*** Extract provided ***

The team of Dr. Guadalupe Sabio, from the CNIC, in collaboration with Dr. Eduardo Oliver, a researcher at the Margarita Salas Center for Biological Research (CSIC), has discovered a possible therapeutic target against pulmonary hypertension. The work, published in the journal Science Advances, identifies the first target capable of saving cardiac function in this disease, which represents hope in the fight against this rare but lethal pathology for which there is currently no treatment.
Pulmonary hypertension is characterized by high pressure in the arteries leading to the lungs, causing the heart to be continually overworked. It affects between 15 and 50 people per million inhabitants, with an estimated prevalence in Spain of 1.6 cases and an incidence (new cases diagnosed per year) of 0.3 per 100,000 inhabitants.
Despite being a rare disease, sufferers often face symptoms that significantly affect their quality of life: shortness of breath, dizziness, and fainting, and a transplant may even be necessary to prevent the patient's death.

*** End of Extract provided ***
*** Stored data ***

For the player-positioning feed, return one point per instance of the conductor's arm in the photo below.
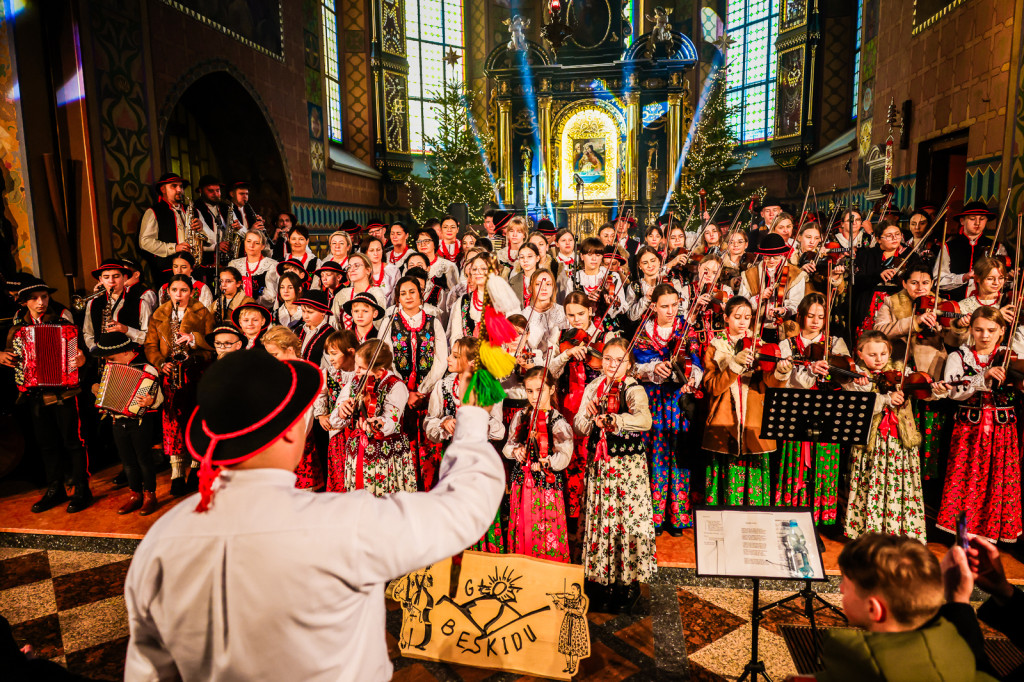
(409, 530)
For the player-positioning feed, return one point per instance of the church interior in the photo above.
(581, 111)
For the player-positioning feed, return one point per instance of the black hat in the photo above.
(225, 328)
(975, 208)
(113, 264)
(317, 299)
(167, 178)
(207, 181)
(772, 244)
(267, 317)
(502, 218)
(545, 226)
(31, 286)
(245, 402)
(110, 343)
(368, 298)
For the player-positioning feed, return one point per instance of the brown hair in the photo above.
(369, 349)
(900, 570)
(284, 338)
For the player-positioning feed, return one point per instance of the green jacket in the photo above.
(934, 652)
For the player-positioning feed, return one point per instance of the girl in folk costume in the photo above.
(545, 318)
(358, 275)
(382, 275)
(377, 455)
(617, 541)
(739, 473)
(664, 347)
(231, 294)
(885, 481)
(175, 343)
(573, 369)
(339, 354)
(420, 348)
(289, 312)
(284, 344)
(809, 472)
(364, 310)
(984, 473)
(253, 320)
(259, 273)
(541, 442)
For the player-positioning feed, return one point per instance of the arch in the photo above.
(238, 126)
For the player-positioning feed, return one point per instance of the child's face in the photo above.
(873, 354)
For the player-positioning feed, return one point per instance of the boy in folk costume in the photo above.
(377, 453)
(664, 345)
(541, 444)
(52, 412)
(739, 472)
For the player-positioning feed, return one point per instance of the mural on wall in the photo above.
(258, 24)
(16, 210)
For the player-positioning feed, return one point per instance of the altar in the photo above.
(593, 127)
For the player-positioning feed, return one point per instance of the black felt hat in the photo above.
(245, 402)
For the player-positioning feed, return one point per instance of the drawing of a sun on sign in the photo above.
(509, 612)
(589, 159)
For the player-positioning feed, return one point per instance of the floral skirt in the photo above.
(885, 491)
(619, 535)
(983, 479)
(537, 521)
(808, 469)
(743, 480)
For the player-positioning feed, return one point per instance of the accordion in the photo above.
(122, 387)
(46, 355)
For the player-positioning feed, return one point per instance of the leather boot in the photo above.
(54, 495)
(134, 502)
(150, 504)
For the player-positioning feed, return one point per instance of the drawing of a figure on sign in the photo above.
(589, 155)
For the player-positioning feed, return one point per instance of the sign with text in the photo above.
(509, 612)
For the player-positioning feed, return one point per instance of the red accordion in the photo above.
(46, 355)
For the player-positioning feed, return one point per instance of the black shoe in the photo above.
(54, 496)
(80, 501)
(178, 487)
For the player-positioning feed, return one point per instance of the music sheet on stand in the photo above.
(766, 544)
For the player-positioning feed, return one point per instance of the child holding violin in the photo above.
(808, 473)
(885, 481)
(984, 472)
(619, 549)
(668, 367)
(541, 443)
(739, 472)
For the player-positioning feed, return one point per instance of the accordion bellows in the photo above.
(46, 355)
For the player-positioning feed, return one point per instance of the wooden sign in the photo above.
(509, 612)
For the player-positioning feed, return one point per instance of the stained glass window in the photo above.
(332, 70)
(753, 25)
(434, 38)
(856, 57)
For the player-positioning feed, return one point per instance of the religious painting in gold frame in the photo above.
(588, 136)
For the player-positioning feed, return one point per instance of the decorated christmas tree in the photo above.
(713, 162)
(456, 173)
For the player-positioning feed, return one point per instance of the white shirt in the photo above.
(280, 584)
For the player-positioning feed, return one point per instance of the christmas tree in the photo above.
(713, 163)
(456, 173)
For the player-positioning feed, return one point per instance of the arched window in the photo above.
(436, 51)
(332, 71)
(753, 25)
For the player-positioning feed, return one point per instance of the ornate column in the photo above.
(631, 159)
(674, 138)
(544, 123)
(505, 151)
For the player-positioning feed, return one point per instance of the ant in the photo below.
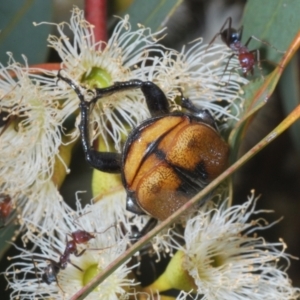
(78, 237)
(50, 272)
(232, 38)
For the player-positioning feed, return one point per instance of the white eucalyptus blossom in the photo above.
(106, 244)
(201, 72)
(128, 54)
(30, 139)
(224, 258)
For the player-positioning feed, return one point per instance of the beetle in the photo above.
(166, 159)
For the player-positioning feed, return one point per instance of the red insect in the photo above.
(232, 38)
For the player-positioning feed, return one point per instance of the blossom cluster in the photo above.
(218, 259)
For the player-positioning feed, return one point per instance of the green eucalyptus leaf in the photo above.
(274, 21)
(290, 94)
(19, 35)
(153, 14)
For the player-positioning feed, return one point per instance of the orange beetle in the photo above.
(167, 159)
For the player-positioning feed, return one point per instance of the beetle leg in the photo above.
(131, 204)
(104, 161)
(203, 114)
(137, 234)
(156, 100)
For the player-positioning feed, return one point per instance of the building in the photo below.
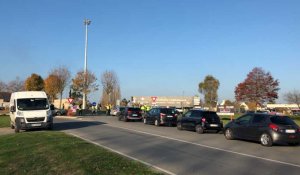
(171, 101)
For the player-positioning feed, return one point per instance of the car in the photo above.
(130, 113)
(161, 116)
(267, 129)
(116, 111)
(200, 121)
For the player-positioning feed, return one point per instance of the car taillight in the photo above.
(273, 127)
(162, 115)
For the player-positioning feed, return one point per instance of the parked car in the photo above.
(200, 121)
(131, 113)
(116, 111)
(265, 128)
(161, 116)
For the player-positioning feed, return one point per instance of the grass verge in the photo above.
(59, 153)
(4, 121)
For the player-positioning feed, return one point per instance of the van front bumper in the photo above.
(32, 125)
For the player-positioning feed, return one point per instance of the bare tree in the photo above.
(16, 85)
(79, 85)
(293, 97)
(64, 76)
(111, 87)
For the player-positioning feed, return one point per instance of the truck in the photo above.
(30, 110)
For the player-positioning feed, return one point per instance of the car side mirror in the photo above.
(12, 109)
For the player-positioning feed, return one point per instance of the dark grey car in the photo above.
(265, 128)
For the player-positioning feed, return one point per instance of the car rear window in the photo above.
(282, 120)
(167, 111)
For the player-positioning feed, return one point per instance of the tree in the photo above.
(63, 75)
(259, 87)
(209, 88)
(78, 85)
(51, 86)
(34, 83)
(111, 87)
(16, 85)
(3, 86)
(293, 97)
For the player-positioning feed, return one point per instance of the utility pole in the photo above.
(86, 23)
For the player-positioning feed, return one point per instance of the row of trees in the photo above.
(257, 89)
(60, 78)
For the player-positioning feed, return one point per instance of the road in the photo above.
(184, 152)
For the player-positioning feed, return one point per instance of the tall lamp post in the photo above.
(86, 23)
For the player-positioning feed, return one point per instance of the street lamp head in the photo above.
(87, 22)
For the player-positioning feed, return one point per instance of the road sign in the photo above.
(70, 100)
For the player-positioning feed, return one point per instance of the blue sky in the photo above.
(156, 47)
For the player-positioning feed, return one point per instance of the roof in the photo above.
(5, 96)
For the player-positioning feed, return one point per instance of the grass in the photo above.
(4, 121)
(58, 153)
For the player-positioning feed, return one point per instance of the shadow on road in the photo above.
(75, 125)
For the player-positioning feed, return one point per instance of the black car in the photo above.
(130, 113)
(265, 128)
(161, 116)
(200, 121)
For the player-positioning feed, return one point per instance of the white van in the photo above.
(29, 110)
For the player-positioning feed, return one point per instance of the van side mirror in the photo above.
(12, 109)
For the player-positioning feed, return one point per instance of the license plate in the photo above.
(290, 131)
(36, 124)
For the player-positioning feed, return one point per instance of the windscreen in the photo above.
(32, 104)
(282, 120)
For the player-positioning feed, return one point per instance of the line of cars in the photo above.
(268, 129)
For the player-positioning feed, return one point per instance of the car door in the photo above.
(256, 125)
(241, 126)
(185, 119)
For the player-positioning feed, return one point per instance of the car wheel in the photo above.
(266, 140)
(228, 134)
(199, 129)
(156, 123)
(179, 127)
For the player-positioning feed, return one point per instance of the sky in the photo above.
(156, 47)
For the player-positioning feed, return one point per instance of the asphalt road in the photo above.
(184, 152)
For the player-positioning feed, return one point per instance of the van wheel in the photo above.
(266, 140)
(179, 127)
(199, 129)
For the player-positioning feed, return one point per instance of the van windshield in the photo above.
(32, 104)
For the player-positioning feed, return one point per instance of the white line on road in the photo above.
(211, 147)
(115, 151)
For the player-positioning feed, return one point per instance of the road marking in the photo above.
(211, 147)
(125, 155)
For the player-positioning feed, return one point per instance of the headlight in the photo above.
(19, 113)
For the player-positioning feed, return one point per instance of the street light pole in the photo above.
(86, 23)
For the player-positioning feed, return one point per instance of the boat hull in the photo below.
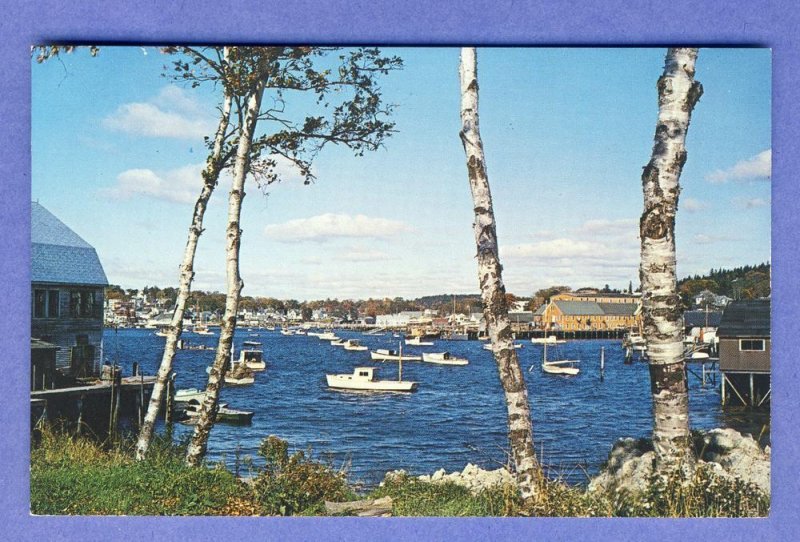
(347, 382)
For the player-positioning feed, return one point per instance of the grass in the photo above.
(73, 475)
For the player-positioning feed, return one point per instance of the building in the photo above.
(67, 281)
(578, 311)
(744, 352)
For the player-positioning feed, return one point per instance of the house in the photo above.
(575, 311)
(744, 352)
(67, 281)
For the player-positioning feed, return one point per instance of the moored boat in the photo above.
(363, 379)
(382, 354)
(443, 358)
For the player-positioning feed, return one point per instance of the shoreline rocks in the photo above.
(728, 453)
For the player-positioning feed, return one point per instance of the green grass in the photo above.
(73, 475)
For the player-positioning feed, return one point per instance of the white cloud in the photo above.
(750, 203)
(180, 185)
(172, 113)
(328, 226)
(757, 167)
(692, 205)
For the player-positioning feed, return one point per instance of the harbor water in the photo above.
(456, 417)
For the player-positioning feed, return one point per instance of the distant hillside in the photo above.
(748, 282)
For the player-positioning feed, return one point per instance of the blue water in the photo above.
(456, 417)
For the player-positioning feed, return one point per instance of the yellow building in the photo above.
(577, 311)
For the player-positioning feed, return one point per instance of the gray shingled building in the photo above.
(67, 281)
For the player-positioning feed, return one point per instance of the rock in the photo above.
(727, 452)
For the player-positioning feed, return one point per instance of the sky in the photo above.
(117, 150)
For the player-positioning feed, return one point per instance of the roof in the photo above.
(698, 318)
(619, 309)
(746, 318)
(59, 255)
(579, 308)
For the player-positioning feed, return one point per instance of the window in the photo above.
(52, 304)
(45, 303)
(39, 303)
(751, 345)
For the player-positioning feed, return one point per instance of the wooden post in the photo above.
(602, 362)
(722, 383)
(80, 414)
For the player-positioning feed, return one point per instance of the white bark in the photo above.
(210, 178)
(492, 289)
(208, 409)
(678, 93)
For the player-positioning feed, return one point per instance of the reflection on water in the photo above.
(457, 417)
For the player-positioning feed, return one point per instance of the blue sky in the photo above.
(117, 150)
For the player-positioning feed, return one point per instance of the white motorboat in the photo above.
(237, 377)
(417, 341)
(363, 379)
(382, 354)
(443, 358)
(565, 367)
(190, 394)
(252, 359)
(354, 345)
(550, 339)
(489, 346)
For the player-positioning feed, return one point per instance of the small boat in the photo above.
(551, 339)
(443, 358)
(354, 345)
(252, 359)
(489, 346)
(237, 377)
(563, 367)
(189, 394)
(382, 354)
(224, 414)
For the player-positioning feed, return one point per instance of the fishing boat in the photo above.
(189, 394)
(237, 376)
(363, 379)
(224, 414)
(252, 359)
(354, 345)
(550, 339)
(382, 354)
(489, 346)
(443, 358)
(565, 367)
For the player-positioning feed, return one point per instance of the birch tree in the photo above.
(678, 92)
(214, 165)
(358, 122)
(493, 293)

*** End of Stored data ***

[Exercise prompt]: In the text on pulmonary hypertension research, rewrite the paragraph that begins "Pulmonary hypertension is characterized" in fewer words, keeping its main facts. The data has nothing to do with the text.

[Your solution]: Pulmonary hypertension means high pressure in the arteries to the lungs, which keeps the heart overworked. It affects 15 to 50 people per million. In Spain it has an estimated prevalence of 1.6 cases and a yearly incidence of 0.3 new cases per 100,000 inhabitants.